§ Your goal:
Return every line of the material below that contains the string "trace".

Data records
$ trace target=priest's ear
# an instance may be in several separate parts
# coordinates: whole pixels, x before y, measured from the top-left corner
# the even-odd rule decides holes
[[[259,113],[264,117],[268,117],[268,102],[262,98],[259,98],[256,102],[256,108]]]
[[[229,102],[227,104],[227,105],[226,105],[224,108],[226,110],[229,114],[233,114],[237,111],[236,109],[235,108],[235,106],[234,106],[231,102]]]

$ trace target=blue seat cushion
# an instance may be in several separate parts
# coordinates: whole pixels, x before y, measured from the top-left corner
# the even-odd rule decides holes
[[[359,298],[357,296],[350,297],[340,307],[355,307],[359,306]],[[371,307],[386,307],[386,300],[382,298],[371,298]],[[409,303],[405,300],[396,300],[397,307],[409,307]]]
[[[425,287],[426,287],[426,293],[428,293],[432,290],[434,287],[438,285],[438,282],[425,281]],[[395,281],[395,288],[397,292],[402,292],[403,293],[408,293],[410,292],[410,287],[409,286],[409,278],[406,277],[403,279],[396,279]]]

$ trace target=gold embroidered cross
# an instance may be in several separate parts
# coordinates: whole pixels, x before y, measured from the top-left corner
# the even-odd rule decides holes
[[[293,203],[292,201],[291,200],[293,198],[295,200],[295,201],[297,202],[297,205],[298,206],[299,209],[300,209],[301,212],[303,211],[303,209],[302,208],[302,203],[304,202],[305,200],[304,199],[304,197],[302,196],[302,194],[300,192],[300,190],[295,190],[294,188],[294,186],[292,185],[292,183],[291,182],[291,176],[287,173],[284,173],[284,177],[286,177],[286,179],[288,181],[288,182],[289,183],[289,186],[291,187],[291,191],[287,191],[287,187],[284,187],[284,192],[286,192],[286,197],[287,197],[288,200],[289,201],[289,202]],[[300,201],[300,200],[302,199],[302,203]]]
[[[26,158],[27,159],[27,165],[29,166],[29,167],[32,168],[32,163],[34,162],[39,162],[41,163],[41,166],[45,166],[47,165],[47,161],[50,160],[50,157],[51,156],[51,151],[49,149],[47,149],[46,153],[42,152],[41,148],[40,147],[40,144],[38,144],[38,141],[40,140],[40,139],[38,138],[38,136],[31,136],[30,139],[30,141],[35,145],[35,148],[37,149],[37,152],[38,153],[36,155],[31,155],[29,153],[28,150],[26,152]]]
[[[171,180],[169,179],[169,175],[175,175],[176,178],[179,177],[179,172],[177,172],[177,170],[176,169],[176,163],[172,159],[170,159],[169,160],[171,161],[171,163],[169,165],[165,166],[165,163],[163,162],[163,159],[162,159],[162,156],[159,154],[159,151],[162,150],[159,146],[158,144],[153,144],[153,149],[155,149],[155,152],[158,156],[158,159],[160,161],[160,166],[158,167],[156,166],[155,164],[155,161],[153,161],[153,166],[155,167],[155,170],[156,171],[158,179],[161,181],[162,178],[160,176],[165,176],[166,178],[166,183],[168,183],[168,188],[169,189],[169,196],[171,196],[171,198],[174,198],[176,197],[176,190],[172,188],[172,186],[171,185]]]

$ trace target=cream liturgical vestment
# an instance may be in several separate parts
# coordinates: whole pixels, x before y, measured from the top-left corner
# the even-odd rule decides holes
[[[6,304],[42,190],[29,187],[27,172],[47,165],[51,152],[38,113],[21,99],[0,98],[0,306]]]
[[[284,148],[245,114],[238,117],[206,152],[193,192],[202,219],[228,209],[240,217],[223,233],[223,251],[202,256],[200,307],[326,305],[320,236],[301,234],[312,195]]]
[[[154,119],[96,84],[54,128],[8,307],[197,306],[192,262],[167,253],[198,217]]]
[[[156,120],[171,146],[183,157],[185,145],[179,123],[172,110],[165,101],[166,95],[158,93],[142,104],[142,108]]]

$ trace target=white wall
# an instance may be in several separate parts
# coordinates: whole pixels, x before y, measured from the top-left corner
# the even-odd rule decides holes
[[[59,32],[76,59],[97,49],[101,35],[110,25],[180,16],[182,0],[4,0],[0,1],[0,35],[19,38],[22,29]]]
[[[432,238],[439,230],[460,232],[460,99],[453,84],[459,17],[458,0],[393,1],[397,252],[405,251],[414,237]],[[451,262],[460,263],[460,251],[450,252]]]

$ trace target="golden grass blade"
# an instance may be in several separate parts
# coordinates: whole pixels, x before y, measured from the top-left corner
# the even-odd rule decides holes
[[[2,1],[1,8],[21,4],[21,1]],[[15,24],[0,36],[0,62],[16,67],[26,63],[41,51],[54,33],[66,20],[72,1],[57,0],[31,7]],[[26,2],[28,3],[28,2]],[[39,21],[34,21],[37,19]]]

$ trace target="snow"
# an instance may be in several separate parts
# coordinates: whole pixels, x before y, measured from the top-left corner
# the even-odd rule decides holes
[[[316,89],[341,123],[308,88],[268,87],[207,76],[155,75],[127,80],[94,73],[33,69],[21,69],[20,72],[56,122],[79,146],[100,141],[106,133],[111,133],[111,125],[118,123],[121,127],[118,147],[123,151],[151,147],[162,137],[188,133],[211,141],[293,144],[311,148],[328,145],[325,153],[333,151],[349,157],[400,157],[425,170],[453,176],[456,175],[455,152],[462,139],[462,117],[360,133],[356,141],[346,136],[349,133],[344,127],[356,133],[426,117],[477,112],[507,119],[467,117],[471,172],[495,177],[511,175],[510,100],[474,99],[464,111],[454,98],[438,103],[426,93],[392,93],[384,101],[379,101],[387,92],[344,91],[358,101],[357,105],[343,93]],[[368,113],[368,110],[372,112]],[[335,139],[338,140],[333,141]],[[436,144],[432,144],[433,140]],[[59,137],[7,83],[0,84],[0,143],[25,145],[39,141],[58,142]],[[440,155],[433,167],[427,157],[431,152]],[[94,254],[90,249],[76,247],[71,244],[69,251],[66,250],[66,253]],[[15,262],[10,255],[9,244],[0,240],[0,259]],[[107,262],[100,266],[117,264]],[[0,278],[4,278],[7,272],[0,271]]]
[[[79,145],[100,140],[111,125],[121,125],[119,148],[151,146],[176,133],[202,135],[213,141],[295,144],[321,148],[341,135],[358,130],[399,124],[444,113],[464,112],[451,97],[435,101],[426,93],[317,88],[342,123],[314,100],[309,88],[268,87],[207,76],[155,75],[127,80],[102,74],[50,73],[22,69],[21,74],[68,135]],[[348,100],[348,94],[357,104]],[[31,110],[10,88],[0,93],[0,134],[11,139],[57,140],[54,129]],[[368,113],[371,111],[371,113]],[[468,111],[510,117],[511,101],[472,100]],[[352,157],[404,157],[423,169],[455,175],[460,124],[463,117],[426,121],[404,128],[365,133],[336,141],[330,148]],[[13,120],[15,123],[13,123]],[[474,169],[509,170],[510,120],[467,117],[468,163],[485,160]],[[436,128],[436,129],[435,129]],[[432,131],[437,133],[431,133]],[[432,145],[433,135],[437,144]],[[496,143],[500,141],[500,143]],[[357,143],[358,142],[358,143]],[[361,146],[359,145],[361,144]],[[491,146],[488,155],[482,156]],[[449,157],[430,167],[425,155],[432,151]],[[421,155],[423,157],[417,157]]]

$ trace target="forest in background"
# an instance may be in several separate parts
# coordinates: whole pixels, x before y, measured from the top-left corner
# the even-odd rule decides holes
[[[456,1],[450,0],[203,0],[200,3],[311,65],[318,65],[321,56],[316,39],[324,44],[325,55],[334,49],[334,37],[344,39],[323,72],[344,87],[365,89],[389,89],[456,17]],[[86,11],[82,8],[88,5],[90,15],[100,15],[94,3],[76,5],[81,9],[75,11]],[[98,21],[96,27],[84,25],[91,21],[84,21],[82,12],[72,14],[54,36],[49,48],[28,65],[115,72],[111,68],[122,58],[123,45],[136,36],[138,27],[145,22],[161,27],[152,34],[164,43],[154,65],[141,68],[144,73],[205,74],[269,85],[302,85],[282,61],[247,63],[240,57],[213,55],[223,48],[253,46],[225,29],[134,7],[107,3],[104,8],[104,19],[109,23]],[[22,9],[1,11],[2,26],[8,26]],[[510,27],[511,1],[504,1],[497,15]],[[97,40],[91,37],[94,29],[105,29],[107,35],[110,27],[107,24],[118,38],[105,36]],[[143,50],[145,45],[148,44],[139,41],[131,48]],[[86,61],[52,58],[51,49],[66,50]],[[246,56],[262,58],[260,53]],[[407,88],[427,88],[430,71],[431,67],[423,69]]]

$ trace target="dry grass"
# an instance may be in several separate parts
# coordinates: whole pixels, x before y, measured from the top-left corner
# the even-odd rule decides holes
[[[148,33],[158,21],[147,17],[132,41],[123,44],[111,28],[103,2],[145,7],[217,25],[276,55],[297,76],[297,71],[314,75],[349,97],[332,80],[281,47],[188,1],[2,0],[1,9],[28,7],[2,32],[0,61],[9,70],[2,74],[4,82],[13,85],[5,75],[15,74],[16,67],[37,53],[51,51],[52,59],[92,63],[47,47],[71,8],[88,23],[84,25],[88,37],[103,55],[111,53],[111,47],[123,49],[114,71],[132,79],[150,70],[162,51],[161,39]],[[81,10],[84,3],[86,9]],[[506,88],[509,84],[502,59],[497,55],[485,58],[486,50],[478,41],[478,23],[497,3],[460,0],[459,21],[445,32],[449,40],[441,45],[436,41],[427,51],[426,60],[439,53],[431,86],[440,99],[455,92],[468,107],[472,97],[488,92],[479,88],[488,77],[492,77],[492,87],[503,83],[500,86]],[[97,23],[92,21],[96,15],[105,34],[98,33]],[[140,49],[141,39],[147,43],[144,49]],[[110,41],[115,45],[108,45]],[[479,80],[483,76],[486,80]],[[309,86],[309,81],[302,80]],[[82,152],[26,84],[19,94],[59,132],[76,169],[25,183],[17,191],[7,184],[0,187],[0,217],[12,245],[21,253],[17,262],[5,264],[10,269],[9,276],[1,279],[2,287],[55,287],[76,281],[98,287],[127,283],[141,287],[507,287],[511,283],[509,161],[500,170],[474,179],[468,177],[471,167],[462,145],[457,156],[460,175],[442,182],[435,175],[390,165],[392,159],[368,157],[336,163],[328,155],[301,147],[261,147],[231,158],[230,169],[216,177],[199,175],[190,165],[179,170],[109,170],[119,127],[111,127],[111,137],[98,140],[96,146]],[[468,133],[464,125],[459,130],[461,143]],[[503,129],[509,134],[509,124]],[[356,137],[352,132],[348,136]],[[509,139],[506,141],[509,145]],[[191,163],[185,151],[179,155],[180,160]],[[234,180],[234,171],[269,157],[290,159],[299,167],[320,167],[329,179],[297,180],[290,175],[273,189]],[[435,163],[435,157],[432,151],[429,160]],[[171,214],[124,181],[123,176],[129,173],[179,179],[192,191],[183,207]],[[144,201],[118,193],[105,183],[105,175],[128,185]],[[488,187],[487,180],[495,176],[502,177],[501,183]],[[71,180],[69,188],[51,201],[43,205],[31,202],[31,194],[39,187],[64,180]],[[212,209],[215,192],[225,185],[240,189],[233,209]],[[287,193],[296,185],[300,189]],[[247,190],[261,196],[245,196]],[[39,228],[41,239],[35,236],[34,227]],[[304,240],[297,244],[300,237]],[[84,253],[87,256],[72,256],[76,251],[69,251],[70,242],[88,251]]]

§ Correct response:
$ trace target=priest's ear
$ trace target=blue seat cushion
$ trace target=gold embroidered cross
$ trace target=cream liturgical vestment
$ trace target=white wall
$ trace target="golden grass blade"
$ trace target="snow"
$ trace target="forest in background"
$ trace target="dry grass"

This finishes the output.